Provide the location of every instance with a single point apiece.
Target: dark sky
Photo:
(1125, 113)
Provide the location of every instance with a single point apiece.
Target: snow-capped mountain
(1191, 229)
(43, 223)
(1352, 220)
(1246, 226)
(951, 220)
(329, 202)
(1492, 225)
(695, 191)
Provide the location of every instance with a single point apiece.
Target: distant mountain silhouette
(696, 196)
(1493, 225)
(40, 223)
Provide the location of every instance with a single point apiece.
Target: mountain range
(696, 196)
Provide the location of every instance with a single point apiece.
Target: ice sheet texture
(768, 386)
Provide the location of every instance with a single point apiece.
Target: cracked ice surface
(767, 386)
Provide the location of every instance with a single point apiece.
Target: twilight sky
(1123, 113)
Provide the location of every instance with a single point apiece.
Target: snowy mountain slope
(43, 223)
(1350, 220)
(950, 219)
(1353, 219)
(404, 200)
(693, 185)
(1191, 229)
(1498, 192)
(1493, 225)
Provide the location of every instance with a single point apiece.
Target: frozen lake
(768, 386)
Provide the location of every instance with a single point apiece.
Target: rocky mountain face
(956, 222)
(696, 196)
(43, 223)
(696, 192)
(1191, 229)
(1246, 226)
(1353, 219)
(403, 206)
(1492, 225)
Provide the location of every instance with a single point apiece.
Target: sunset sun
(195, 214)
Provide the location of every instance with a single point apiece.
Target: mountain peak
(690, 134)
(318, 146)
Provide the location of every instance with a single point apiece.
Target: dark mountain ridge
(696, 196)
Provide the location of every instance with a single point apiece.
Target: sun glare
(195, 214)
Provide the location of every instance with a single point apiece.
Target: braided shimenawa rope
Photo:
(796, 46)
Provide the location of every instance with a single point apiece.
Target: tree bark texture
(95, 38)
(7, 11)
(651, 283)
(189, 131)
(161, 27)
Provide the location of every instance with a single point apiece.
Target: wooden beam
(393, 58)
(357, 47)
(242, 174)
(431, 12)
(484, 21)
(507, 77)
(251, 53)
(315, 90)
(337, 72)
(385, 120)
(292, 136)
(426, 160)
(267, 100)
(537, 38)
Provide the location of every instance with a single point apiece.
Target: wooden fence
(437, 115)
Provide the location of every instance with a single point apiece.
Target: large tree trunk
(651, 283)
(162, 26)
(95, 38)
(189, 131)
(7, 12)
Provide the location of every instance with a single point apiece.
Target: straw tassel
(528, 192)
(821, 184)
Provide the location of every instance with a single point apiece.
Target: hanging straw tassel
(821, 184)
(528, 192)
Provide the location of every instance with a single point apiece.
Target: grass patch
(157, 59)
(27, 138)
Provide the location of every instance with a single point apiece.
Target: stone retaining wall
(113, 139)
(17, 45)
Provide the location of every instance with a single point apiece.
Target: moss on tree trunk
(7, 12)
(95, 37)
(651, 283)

════

Brief
Set all of the entries down again, exactly as they were given.

Problem solution
Provide the location of every instance with a single point apiece.
Target: dark sky
Photo:
(1125, 113)
Provide the location of every instance with a single point apiece.
Target: snow-capped mountain
(1191, 229)
(43, 223)
(1352, 220)
(1246, 226)
(951, 220)
(329, 202)
(1492, 225)
(695, 191)
Provide the location of every instance with a single point apiece.
Target: distant mountain silhouette
(696, 196)
(1493, 225)
(40, 223)
Provide the location of every instance with a single point apiece.
Target: mountain range
(696, 196)
Provide the location of every instance with a single point apiece.
Target: ice sheet texture
(768, 386)
Provide the location of every instance with a single point apiece.
Target: cracked ice surface
(767, 386)
Provide the location of every instance with a single point apiece.
Target: twilight sky
(1123, 113)
Provide the location of every instance with a single point apiece.
Target: snowy mountain slope
(43, 223)
(1350, 220)
(950, 219)
(1353, 219)
(404, 200)
(693, 185)
(1191, 229)
(1498, 192)
(1493, 225)
Provide the location of every instance with a single point apiece.
Target: frozen lake
(768, 386)
Provide the location of every instance with a single point apiece.
Target: rocky mountain face
(956, 222)
(696, 196)
(43, 223)
(696, 192)
(1191, 229)
(1246, 226)
(1353, 219)
(403, 206)
(1492, 225)
Provide the location of every instance with a single point apiece.
Target: sunset sun
(195, 214)
Provide the location of every instance with a single point apiece.
Target: mountain peak
(690, 134)
(318, 146)
Provide the location of every instance with a single point apiece.
Target: dark mountain ridge
(696, 196)
Provide the location of every instance with a single point apiece.
Target: sun glare
(195, 214)
Provide the location of every instance with a single point apiece.
Target: braided shimenawa rope
Photo:
(796, 46)
Provide the location of every instance with a single point apiece.
Target: tree bark texture
(95, 38)
(7, 11)
(651, 283)
(189, 131)
(161, 27)
Provide the location of every instance with a single point apiece.
Target: wooden beam
(393, 58)
(357, 47)
(242, 174)
(431, 12)
(484, 21)
(507, 77)
(251, 53)
(315, 90)
(337, 72)
(385, 120)
(292, 136)
(426, 160)
(267, 100)
(537, 38)
Provide the location of every instance with a single point apiece.
Target: wooden fence
(437, 115)
Provide the location of every instance with a single point apiece.
Target: large tree trunk
(651, 283)
(162, 26)
(95, 38)
(189, 131)
(7, 12)
Provide the location of every instance with a single point apiece.
Target: straw tassel
(528, 192)
(821, 184)
Provide the location of every instance with a single point apiece.
Target: hanging straw tassel
(821, 184)
(528, 192)
Provide the location of every instance with a single point apiece.
Target: grass patch
(157, 59)
(27, 138)
Provide the location of every instance with a single point apiece.
Target: stone retaining wall
(113, 139)
(17, 45)
Provide the location of every instance with a single point apiece.
Target: moss on tree trunk
(7, 12)
(95, 37)
(651, 283)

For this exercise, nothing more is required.